++++ Data shown
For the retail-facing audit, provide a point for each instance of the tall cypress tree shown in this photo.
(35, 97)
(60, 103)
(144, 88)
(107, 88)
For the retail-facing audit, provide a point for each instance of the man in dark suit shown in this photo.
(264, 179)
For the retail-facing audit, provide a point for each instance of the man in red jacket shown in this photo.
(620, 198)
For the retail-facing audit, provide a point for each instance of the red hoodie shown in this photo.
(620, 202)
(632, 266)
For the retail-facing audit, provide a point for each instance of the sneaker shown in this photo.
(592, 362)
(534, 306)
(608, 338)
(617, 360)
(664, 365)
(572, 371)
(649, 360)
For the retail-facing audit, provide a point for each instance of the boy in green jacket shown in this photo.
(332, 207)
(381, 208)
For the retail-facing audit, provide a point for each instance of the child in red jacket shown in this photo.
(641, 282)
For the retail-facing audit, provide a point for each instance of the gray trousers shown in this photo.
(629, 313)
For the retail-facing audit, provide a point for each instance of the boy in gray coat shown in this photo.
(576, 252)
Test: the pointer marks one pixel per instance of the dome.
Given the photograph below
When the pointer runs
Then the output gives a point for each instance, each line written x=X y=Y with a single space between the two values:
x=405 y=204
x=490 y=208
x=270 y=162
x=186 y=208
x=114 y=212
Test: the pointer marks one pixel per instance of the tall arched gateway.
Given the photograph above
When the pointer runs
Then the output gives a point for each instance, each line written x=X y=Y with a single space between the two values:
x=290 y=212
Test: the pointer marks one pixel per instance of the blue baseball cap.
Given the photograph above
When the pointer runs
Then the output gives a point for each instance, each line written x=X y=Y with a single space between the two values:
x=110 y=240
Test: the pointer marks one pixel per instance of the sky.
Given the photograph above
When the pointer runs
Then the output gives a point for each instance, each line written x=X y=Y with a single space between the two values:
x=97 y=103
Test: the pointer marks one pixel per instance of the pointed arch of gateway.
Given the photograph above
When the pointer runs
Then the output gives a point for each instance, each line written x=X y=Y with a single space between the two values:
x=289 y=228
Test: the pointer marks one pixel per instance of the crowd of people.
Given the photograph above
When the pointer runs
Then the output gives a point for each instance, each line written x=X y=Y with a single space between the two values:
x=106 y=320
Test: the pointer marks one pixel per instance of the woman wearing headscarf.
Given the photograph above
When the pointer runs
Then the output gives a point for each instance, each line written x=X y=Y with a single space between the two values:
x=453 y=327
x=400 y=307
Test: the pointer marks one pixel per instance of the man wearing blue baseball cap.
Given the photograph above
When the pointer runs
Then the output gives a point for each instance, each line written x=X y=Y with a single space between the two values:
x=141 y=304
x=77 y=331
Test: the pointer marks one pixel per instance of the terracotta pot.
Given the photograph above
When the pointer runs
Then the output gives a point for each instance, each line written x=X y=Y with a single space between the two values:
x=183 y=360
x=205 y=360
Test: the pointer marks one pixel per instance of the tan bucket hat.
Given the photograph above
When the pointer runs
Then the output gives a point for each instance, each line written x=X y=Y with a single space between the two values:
++++++++
**Task directions:** Copy out every line of the records from the line containing "child in red jacket shown in this photo." to the line containing "x=106 y=320", both ends included and requests kept, but shift every coordinate in the answers by -53.

**Solved exercise:**
For the retail-facing audit, provide a point for each instance of the child in red jacket shown in this photo.
(588, 229)
For the retail-facing audit, provide a point for each instance of the gray trousers shown in this photo.
(576, 260)
For the retail-facing audit, provide a point for each instance of the boy in gray coat shown in this photo.
(523, 199)
Test: the pointer marks one pixel per instance of the dome.
Given the photograph below
When the pointer runs
Then the output gives a point for each instance, each line written x=X y=Y with a single space between the two values:
x=352 y=151
x=437 y=155
x=217 y=109
x=133 y=155
x=61 y=159
Test: the pointer marks one pixel per instance of the tall arched gateway.
Given the photograph above
When the pointer runs
Then the output gives a point for each instance, each line written x=X y=Y with a single space between the two values:
x=237 y=159
Test: the pointer marks one pixel per instance of the blue baseball cap.
Given the photograph above
When the pointer runs
Then the output gives a point for each instance, each line written x=X y=Y with a single space between the two values:
x=57 y=187
Test: the pointer marks one pixel per instance of the sky.
Given the photograph above
When the pointer runs
Then the output gives a point for each instance, each line written x=X y=Y with a single space between the two values:
x=44 y=50
Test: the pointer marks one pixel per instance of the pointed arch of gateway.
Given the photograph above
When the pointer runs
Then the output gives a point for each instance, each line written x=X y=Y with a single space between the two values:
x=236 y=175
Test: the pointer marks one pixel per instance of the crowd of people.
Given the photograph above
When the pointer runs
Then the output gives a point for each instance, each line written x=X y=Y with a single space between the two values:
x=53 y=267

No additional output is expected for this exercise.